Kedua orang tua Gilang sudah lama berpisah. Tepat saat Gilang duduk di bangku kelas satu SD. Saat ini Gilang tinggal bersama ibu, kakek dan kedua saudaranya. Meski sudah berpisah, ayahnya tetap menafkahi anak-anaknya, dengan mengirim uang setiap dua bulan. Ibunya bekerja sebagai buruh rumput laut dengan bekerja enam hari dalam seminggu.

Di Kampung Karabba ini bisa dibilang lingkungan baru bagi Gilang. Ia sebelumnya tinggal di Kelurahan Buloa dan pindah pada saat duduk di bangku kelas empat SD. Saat ini Gilang mengisi kegiatannya dengan membantu ibunya mencari ikan lalu meminta bantuan orang lain untuk menjualnya. Dari hasil jualan ikan tersebut mereka bagi dua. Hobi Gilang tidak jauh-jauh dari laut. Ia senang memancing. Terkadang ia hanya menangkap ikan lalu melepasnya kembali. Ia juga biasa mencari kepiting untuk dimakan di rumah.

Gilang belum bisa membaca meskipun ia berhenti sekolah saat kelas empat SD. Namun ia bisa kalau soal berhitung. Walaupun berhenti sekolah dia masih ikut belajar bersama saudaranya di rumah.

Perasaannya sedih saat berhenti sekolah. Saat sekolah dulu, ia juga sempat dapat beasiswa dari sekolah. Cerita dari adiknya, saat Gilang memutuskan untuk berhenti ia sempat dicari oleh guru di sekolah. Pasalnya ia berhenti secara tiba-tiba.

........

DAFTAR TUGAS →
1 – Berdasarkan teks tentang Gilang, mengapa guru di sekolah sempat mencari Gilang? Jelaskan dalam satu hingga tiga kalimat.
2 – Tuliskan kembali tanpa perubahan bagian teks tentang Gilang yang dimulai pada "Kedua orang tua" dan berakhir pada "hari dalam seminggu.".

........

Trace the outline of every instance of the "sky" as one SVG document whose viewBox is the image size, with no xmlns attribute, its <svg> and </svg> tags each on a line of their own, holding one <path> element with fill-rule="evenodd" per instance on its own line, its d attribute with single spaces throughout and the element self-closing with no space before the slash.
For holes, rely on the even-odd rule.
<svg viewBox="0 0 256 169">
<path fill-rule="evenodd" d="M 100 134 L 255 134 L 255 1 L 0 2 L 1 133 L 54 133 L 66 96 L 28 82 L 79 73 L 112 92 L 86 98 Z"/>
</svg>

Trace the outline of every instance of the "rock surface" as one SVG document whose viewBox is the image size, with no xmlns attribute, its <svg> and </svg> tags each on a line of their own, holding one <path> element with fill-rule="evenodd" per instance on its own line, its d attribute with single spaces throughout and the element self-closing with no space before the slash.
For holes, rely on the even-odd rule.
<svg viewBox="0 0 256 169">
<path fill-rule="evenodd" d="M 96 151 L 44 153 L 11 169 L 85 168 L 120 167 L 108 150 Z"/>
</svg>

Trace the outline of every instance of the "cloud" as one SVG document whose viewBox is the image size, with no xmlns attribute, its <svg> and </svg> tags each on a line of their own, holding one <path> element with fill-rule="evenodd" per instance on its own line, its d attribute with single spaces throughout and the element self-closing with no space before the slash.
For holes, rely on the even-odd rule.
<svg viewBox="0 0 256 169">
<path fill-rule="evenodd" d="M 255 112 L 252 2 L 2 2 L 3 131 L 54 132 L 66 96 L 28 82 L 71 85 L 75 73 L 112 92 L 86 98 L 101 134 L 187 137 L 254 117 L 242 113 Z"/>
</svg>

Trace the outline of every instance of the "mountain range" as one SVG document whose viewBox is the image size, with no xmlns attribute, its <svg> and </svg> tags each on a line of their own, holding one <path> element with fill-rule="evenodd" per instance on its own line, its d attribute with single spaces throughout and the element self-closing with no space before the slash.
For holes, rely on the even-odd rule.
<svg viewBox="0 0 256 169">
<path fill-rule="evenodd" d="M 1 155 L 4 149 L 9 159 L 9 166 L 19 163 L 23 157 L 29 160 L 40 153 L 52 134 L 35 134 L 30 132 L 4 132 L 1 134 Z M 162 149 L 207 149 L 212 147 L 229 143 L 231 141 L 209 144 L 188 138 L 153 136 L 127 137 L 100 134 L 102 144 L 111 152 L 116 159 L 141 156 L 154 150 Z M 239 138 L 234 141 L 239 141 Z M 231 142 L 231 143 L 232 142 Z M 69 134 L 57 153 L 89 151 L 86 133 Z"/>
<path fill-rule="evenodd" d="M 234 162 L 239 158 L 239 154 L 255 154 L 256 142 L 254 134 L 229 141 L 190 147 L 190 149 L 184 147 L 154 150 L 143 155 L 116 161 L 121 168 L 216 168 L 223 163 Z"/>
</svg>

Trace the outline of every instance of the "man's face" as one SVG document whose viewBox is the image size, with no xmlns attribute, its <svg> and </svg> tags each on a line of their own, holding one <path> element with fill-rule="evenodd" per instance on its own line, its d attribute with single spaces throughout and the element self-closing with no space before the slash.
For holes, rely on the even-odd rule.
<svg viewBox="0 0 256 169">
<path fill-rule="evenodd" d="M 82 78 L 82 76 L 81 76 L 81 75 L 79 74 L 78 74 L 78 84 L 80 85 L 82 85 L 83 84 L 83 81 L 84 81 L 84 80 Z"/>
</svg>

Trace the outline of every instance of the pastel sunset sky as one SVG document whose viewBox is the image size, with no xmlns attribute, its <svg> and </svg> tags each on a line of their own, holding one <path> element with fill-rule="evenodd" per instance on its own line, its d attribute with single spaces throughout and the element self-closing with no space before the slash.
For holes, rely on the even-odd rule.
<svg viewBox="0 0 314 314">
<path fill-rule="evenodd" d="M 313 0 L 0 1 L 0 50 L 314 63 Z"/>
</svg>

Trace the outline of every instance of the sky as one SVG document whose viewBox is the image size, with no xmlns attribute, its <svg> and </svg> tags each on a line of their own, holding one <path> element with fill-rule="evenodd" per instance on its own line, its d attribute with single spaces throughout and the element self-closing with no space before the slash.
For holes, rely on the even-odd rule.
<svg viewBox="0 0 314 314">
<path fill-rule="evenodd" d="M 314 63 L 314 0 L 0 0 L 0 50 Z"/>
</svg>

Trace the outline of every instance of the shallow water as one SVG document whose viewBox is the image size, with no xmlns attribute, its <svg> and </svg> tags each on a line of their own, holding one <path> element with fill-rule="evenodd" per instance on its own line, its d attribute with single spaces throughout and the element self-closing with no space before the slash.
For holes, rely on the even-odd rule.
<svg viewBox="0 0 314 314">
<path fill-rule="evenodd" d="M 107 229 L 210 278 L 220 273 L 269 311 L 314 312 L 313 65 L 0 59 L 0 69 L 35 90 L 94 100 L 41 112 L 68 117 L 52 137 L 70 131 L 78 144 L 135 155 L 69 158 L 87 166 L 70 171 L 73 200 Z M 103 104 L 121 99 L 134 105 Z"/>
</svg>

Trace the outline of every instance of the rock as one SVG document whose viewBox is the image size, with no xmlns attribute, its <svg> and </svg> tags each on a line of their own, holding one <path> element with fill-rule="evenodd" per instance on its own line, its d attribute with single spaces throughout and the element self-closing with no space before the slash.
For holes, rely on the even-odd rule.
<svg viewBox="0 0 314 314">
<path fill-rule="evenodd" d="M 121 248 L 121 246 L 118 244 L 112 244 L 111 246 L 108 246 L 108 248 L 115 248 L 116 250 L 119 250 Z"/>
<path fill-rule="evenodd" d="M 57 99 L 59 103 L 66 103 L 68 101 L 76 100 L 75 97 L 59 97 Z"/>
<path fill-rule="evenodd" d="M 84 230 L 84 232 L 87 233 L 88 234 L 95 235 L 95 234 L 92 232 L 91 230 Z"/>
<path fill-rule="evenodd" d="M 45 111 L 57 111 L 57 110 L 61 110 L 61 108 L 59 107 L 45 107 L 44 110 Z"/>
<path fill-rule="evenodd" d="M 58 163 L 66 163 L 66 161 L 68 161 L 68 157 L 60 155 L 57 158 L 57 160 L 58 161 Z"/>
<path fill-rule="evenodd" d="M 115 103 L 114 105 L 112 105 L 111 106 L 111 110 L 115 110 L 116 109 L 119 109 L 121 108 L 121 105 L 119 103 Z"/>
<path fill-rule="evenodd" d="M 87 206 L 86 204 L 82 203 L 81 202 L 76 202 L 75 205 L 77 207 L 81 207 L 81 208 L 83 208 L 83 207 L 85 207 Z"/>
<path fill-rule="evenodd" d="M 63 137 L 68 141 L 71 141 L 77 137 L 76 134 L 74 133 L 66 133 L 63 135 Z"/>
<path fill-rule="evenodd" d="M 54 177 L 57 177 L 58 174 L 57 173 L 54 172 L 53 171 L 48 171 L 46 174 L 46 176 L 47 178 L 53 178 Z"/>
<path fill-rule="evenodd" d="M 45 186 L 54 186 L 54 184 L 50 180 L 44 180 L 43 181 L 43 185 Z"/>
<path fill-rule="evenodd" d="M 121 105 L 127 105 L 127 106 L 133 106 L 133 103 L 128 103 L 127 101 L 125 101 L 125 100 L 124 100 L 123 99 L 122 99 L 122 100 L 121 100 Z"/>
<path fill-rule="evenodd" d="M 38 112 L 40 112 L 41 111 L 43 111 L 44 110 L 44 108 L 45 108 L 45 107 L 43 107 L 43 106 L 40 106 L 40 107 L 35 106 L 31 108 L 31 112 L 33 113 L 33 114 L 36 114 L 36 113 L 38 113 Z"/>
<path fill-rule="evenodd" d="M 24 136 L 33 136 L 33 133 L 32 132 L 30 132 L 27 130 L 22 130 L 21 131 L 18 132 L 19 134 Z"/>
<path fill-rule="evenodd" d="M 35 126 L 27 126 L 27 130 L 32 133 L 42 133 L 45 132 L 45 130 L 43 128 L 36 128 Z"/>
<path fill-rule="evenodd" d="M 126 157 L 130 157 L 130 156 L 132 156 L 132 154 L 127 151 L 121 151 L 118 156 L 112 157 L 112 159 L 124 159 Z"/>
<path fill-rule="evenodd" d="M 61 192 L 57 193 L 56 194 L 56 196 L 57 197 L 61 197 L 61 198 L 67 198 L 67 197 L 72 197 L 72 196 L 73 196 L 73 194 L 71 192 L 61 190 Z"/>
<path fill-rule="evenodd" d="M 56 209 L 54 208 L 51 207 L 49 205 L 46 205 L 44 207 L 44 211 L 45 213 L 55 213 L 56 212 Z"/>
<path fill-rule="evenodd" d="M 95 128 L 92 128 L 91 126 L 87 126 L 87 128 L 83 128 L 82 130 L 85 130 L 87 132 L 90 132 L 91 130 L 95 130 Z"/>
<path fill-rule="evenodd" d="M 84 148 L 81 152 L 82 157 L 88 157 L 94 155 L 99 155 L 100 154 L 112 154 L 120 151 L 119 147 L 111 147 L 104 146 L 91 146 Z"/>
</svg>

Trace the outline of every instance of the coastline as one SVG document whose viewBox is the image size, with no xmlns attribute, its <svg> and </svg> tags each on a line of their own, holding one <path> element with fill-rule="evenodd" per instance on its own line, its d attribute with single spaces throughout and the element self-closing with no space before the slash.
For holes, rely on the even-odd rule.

........

JAWABAN TERTULIS →
1 – Guru di sekolah sempat mencari Gilang karena ia berhenti sekolah secara tiba-tiba. Hal tersebut diketahui dari cerita adiknya.

2 –
Kedua orang tua Gilang sudah lama berpisah. Tepat saat Gilang duduk di bangku kelas satu SD. Saat ini Gilang tinggal bersama ibu, kakek dan kedua saudaranya. Meski sudah berpisah, ayahnya tetap menafkahi anak-anaknya, dengan mengirim uang setiap dua bulan. Ibunya bekerja sebagai buruh rumput laut dengan bekerja enam hari dalam seminggu.